<<<<
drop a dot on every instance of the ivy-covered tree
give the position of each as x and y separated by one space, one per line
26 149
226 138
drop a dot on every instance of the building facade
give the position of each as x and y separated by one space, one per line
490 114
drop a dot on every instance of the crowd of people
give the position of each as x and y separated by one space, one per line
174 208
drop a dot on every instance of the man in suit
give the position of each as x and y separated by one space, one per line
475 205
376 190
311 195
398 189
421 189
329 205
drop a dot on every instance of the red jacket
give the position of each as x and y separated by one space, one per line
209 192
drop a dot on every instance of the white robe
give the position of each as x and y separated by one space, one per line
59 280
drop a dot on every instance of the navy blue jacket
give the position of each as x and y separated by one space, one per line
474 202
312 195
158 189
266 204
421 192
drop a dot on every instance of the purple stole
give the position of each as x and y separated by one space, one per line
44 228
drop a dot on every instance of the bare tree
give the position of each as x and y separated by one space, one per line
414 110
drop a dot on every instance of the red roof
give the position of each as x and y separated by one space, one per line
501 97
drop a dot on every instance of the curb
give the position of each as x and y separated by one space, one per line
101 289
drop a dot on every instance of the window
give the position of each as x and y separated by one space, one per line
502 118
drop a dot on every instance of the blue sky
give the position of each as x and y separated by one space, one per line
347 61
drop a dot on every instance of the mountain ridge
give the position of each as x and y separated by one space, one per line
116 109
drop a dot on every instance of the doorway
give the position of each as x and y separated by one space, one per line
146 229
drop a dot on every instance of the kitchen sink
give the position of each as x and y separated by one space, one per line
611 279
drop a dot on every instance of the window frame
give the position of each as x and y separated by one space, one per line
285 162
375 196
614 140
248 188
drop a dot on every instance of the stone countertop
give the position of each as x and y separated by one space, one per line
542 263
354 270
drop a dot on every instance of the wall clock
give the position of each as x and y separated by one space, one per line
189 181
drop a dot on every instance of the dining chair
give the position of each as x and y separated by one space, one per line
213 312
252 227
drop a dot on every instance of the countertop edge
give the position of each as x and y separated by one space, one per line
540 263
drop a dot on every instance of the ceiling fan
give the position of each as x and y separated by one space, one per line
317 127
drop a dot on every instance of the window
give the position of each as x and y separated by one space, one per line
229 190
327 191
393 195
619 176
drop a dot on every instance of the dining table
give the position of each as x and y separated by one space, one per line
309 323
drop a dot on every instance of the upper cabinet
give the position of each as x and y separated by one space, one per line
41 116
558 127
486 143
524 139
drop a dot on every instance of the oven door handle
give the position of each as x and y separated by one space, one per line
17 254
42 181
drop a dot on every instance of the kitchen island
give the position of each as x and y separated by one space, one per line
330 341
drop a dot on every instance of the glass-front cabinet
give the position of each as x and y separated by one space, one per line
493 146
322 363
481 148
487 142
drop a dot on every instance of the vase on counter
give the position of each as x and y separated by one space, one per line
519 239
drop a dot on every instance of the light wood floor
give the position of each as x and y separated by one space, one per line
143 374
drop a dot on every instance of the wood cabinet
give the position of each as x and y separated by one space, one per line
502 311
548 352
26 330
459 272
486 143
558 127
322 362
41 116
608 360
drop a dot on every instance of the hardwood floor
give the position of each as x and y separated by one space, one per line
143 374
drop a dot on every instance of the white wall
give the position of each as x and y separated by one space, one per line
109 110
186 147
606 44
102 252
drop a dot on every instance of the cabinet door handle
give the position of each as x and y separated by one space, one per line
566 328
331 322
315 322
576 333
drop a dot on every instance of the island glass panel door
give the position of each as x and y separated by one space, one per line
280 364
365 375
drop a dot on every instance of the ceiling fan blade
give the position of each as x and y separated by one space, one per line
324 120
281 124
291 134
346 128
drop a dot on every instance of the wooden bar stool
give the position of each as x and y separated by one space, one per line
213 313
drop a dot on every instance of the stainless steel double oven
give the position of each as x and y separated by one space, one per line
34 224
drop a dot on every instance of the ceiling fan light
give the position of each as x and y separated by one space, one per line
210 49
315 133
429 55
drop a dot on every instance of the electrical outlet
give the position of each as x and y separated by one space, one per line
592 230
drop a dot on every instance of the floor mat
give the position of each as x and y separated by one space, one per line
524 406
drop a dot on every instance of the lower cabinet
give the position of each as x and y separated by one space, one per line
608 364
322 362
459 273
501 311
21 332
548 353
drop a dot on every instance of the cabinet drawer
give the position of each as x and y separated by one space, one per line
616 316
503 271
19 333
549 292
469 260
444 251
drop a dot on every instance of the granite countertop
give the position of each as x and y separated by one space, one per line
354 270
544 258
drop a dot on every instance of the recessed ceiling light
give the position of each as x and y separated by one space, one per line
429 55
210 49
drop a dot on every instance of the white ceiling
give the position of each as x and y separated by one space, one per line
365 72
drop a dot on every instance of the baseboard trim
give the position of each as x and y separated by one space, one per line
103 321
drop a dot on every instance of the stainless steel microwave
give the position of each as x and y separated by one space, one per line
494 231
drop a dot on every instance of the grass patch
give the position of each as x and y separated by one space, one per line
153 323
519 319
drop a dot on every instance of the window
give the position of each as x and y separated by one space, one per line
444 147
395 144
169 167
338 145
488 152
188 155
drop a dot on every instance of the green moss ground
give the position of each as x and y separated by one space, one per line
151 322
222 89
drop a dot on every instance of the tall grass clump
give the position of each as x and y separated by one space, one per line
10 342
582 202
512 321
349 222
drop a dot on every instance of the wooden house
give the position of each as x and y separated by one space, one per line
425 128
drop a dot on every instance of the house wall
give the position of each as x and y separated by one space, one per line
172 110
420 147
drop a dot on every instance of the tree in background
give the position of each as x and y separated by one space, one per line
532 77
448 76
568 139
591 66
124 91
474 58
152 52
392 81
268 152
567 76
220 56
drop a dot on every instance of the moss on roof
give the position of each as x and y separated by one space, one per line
>>>>
» **Exercise objective**
The material above should be retyped in full, exactly as given.

» **Written response**
drop a dot on every instance of the ivy-covered tree
give the position of each as x and y separated by one space, one per line
26 149
226 138
drop a dot on every instance of the building facade
give the position of each as x and y separated by one space, one per line
490 114
drop a dot on every instance of the crowd of people
give the position of each as x and y separated by one space, one per line
174 208
drop a dot on every instance of the man in suit
give the position of each as x and y separated by one space, one per line
475 205
376 190
311 195
398 189
421 189
329 205
drop a dot on every instance of the red jacket
give the position of each as x and y separated by one space, one per line
209 192
drop a dot on every instance of the white robe
give the position of each as x and y separated by one space, one per line
59 280
drop a dot on every instance of the navy blue jacket
give the position of each as x and y separated by one space, one per line
474 202
312 195
158 189
266 204
421 192
drop a dot on every instance of the purple stole
give the position of each as x and y separated by one space, one per line
44 228
drop a dot on every instance of the bare tree
give the position of each as x and y separated by one space, one per line
414 110
drop a dot on every instance of the red roof
give the position of each as x and y separated by one space, one per line
501 97
drop a dot on every instance of the curb
give the position of each as x and y separated by one space, one per line
101 289
drop a dot on every instance of the window
give the position of each as x and y separated by one space, one per line
502 118
drop a dot on every instance of the blue sky
give the position of each as x and y separated by one space, one per line
347 61
drop a dot on every instance of the mountain ridge
give the position of each as x and y separated by one space, one per line
116 109
drop a dot on every instance of the doorway
give the position of each as x and y separated by one space, one per line
146 229
drop a dot on every instance of the kitchen sink
give the position of each as x and y separated by one space, one per line
611 279
drop a dot on every instance of the window frame
give the position of each as x and y separated by one space, one per line
285 162
375 196
614 140
248 188
drop a dot on every instance of the stone countertop
give the position of each as x and y separated by one space, one per line
542 263
354 270
drop a dot on every instance of the wall clock
give the position of each as x and y separated by one space, one per line
189 181
drop a dot on every instance of the dining chair
give the position of each as x and y separated by one space, one per line
213 312
252 227
drop a dot on every instance of the countertop edge
give the position of each as x and y separated by one space, one per line
540 263
drop a dot on every instance of the ceiling fan
give the position of each as x and y separated by one space, one per line
317 127
drop a dot on every instance of the window
give the position of each as x and y separated by one space, one per line
229 190
327 191
393 195
619 176
drop a dot on every instance of the dining table
give the position of each as x and y separated by one space, one per line
309 323
drop a dot on every instance of the upper cabinet
give the position of each as x and y separated by one space, one per line
41 116
558 127
486 143
524 139
drop a dot on every instance of the oven door handle
give the position of each as x and y separated by one space, one per line
17 254
42 181
drop a dot on every instance of the kitchen island
give the position of each as x and y separated by one space, one per line
330 341
drop a dot on every instance of the glass-front cabinet
give the position of each as x and y separated by one space, one per line
493 146
322 363
481 148
487 142
drop a dot on every instance of the vase on counter
give the position of each as x and y separated by one space, one per line
519 239
drop a dot on every instance of the light wood floor
give the position of each as x and y separated by one space, one per line
143 374
drop a dot on every instance of the wood cabinet
give the position of each as x and y separated by one space, one per line
502 311
548 352
26 330
459 272
486 143
558 127
322 362
41 116
608 360
drop a dot on every instance of the hardwood floor
give the position of each as x and y separated by one space, one per line
143 374
drop a dot on every instance of the white wall
give the position of each as x and y separated by one space, one per line
109 110
186 147
606 44
102 252
drop a dot on every instance of the cabinet door handle
give the position of each as x and y separated by one space, one per line
566 328
331 322
315 322
576 333
drop a dot on every instance of the island glass panel door
give the position of each as x and y separated by one space, one per line
280 364
365 375
drop a dot on every instance of the ceiling fan blade
give the position of each as x and y separated by one space, one per line
324 120
281 124
291 134
346 128
drop a dot on every instance of the wooden bar stool
give the position of each as x and y separated by one space, one per line
213 313
drop a dot on every instance of the stainless steel double oven
give the position of each as x and y separated by one space, one per line
34 224
drop a dot on every instance of the ceiling fan light
give the position of each as x and y separated by one space, one per line
210 49
315 133
429 55
drop a dot on every instance of the electrical outlet
give the position of each as x and y separated by one space, one per line
592 230
drop a dot on every instance of the floor mat
give the position of each as x and y separated by one space, one per line
524 406
drop a dot on every instance of the lower cabinet
give the position of each as x and y separated by one space, one per line
608 364
322 362
459 273
501 311
21 332
548 353
drop a dot on every instance of the cabinet drawer
give the position of each as x and y separated by one space, one per line
616 316
503 271
19 333
549 292
469 260
444 251
drop a dot on every instance of the granite countertop
give the position of each as x and y separated by one space, one per line
354 270
544 258
drop a dot on every instance of the recessed ceiling light
give the position of each as x and y separated by one space, one per line
429 55
210 49
drop a dot on every instance of the white ceiling
give the position of each as x and y separated by one space, one per line
365 72
drop a dot on every instance of the baseboard trim
give the position of each as x and y separated by one space, one per line
103 321
drop a dot on every instance of the stainless steel microwave
give the position of each as x and y separated by one space, one per line
494 231
drop a dot on every instance of the grass patch
give the position of each as x and y separated by one space, one per line
153 323
519 319
drop a dot on every instance of the window
give the position of each as x and y separated by one space, one per line
444 147
395 144
169 167
338 145
488 152
188 155
drop a dot on every instance of the green moss ground
give the position of each as x and y separated by one space, one per line
151 322
222 89
drop a dot on every instance of the tall grass clump
give the position of each as x and y separated by one space, one per line
10 342
582 202
512 321
349 222
drop a dot on every instance of the wooden house
give the position of each as x and y separated by one space, one per line
425 128
drop a dot on every instance of the house wall
give the position of each as x and y separated by one space, one per line
172 110
420 147
drop a dot on every instance of the tree in background
give the position of each as x and y separated by one space, one per line
532 77
448 76
568 139
591 66
124 91
474 58
152 52
392 81
268 152
567 76
220 56
drop a dot on every instance of the moss on roof
give the position of each as x and y separated by one space, one per line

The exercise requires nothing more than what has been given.